### 課題:
体力という言葉を取り上げた下記の抜粋文について、最後の文の後に続く文章を書いてください。

体は労りましょう
一年ほど前のことです。俳優の千葉真一さんが、テレビのトーク番組に出演されていました。そこで、面白いことを言っていたのです。
「学生の時は体操をやっていた。(略)同じ時期に体を鍛えようと肉体労働のアルバイトを色々とやっていたけど、体操には全く役立たない力が付いてしまったし、無理がたたって体を痛めてしまった。体操をやる上では、肉体労働のアルバイトはマイナスでしかなかった」
うろ覚えではありますが、こんな内容であったように記憶しています。
かつてアクションスターとして一世を風靡し、未だに現役の俳優でもある千葉さんですが……このような言葉が出るとは意外でしたね。この年代の人に有りがちな、根性で何でも解決する、というような話をすると思っていたのですが。
実際の話、人体というものはなかなか複雑なものでして……体力などと一口に言いますが、実は非常に多くの要素から成り立っています。そこで今回は、その触りの部分だけでも語らせていただきます。これにより、体力という言葉に対する理解が深まってくれると幸いですね。

保存項目
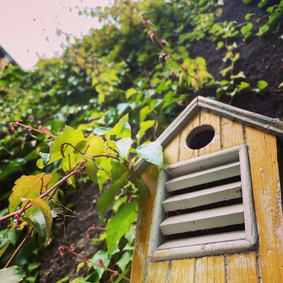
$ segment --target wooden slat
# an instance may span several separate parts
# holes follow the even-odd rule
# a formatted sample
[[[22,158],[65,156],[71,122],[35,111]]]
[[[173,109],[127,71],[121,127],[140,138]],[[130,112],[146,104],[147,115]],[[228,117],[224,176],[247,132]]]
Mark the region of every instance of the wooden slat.
[[[241,182],[236,182],[170,197],[162,203],[165,211],[196,207],[240,197]]]
[[[177,135],[168,144],[163,150],[163,163],[171,164],[179,160],[179,142],[180,134]]]
[[[191,131],[200,125],[200,114],[197,114],[193,118],[182,130],[180,136],[180,156],[179,161],[186,160],[196,157],[198,154],[198,149],[191,149],[187,145],[187,137]]]
[[[194,283],[194,258],[173,260],[171,263],[170,283]]]
[[[168,191],[173,191],[240,175],[240,162],[213,167],[171,179],[165,183]]]
[[[186,213],[166,218],[160,225],[164,235],[221,227],[244,223],[242,204]]]
[[[196,258],[195,265],[196,283],[207,282],[207,257]]]
[[[195,158],[165,165],[163,169],[170,177],[175,177],[239,161],[239,151],[243,146],[244,146],[234,147]]]
[[[207,145],[198,150],[198,155],[203,155],[220,150],[221,149],[220,116],[208,112],[202,112],[200,125],[210,125],[214,129],[215,133],[212,140]]]
[[[167,282],[169,267],[169,261],[150,262],[148,264],[146,282],[148,283],[164,283]],[[139,280],[136,282],[142,281]]]
[[[196,245],[219,243],[223,241],[243,240],[246,238],[246,233],[244,230],[236,231],[166,241],[160,245],[158,249],[171,249],[182,247],[189,247]]]
[[[243,144],[244,135],[242,125],[221,117],[221,140],[223,149]]]
[[[224,256],[207,258],[207,282],[224,283],[225,281]]]
[[[146,274],[148,239],[153,209],[153,202],[158,175],[156,165],[151,164],[142,174],[142,180],[147,185],[149,193],[140,205],[139,229],[137,231],[131,272],[131,282],[143,282]]]
[[[282,203],[276,139],[270,134],[246,127],[247,141],[259,239],[263,282],[283,278]]]
[[[255,255],[253,253],[230,255],[228,259],[228,277],[230,283],[257,283]],[[264,282],[279,281],[263,281]]]

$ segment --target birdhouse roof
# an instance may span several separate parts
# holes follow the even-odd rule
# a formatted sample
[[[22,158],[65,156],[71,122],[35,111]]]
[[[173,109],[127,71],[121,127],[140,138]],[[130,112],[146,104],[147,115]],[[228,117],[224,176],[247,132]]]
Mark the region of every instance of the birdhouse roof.
[[[209,112],[241,124],[252,126],[260,130],[272,134],[276,136],[283,145],[283,122],[281,121],[202,96],[196,97],[169,125],[156,142],[164,148],[192,118],[202,111]],[[148,164],[146,160],[140,158],[134,167],[137,175],[140,175]]]

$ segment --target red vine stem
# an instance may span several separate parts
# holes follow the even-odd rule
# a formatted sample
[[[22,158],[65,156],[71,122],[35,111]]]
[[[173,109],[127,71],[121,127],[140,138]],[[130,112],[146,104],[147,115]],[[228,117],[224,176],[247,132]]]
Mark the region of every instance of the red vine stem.
[[[69,174],[68,174],[68,175],[66,175],[65,176],[65,177],[64,177],[62,179],[61,179],[61,180],[58,181],[57,182],[57,183],[56,183],[56,184],[55,184],[53,186],[52,186],[51,187],[51,188],[50,188],[50,189],[49,189],[49,190],[47,190],[47,191],[44,192],[42,195],[41,195],[38,197],[37,198],[43,198],[45,197],[46,197],[48,195],[49,195],[49,193],[52,191],[53,191],[54,189],[57,187],[59,186],[59,185],[60,185],[62,183],[64,182],[69,177],[70,177],[71,176],[72,176],[73,175],[75,174],[78,171],[79,171],[80,169],[80,167],[83,166],[86,164],[86,162],[87,160],[84,160],[83,161],[81,166],[80,166],[80,167],[77,168],[72,172],[71,172]],[[12,213],[10,213],[9,214],[7,214],[7,215],[5,215],[4,216],[0,218],[0,222],[2,221],[3,221],[3,220],[5,220],[6,219],[8,219],[11,217],[14,217],[16,215],[17,215],[18,216],[20,216],[24,212],[24,211],[26,210],[26,209],[27,209],[29,208],[31,206],[31,204],[29,204],[25,206],[25,209],[24,210],[22,208],[21,208],[20,209],[17,210],[16,211],[15,211],[14,212],[13,212]]]
[[[116,270],[113,270],[112,269],[110,269],[108,267],[106,267],[106,266],[104,265],[103,262],[101,259],[99,260],[97,263],[95,263],[93,262],[90,260],[85,256],[83,254],[82,254],[81,253],[77,253],[75,252],[74,251],[73,249],[71,248],[70,248],[65,246],[61,246],[58,249],[60,253],[60,255],[61,256],[63,260],[64,259],[64,252],[65,250],[66,250],[67,252],[72,253],[73,254],[79,257],[80,258],[81,258],[84,261],[84,262],[85,263],[85,264],[86,264],[86,263],[87,262],[89,262],[95,265],[96,265],[97,266],[102,267],[104,270],[108,270],[108,271],[112,272],[113,274],[117,275],[119,276],[121,275],[121,274],[119,273],[118,271],[117,271]],[[127,280],[128,281],[130,281],[130,280],[128,278],[125,277],[125,276],[123,277],[123,278],[126,280]]]
[[[27,235],[25,237],[25,239],[23,240],[22,242],[20,244],[19,247],[17,248],[17,249],[14,252],[14,253],[10,258],[10,259],[8,261],[8,262],[7,263],[6,265],[4,267],[4,268],[7,268],[10,265],[10,264],[13,261],[16,256],[18,254],[18,253],[19,251],[23,247],[23,246],[25,244],[25,243],[30,238],[30,235],[31,235],[31,233],[32,232],[33,228],[33,226],[32,226],[28,233]]]
[[[43,127],[42,130],[39,130],[37,129],[36,129],[35,128],[33,128],[31,126],[28,126],[27,125],[21,124],[19,122],[19,121],[20,120],[18,120],[16,122],[14,122],[10,123],[10,128],[11,129],[11,130],[12,132],[14,132],[15,131],[15,128],[14,127],[14,126],[21,126],[24,128],[24,130],[27,129],[28,129],[30,131],[34,131],[35,132],[37,132],[38,133],[41,133],[42,134],[45,134],[46,135],[47,135],[47,136],[49,136],[54,139],[56,137],[56,136],[54,136],[52,134],[50,134],[49,133],[47,132],[47,128],[46,127]]]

### 回答:
千葉真一さんは、アルバイトで肉体労働をやっていたそうですが……例えば、引っ越しの作業とウエイトトレーニングは、まったく別の物です。重い物を持つという点だけで同じようなものだと思っている方も多いようですが……実のところ、根本的に違うもの、と言っても過言ではありません。
基本的に、肉体労働は似たような作業の繰り返しです。初めはきついですが、そのうちに体が慣れてきます。慣れ、と簡単に言いますが……この言葉には、二つの意味があります。
一つは、作業に必要な体力が付いてきたこと。もう一つは、体に負担のない楽な動きが出来るようになってきたということです。要は、体が上手い「手抜き」の方法を知ったということです(ちょっと言い方は悪いかもしれませんが)。余計な力を使わず、効率良く動けるようになってきたとも言える訳ですね。
それに対しトレーニングは(内容によって差はありますが)、基本的に体力や技術の向上に合わせて、その強度のレベルも上げていきます。個人の体力や技術レベルに合わせた強度になります。トレーニングの場合、体が慣れてしまってはいけないわけですね。
そのため、体を鍛えるために肉体労働のアルバイトをする……というのは、正しくもあり間違いでもあります。何の運動経験もないような人なら、ある程度までは体力は向上しますが、やがて頭打ちになります。結局、体が慣れてしまうわけですね。
さて、学生がアルバイトで肉体労働をやる分には構わないのですが……プロ若しくはプロを目指す格闘家が肉体労働のアルバイトをやるのは、あまりオススメできないですね。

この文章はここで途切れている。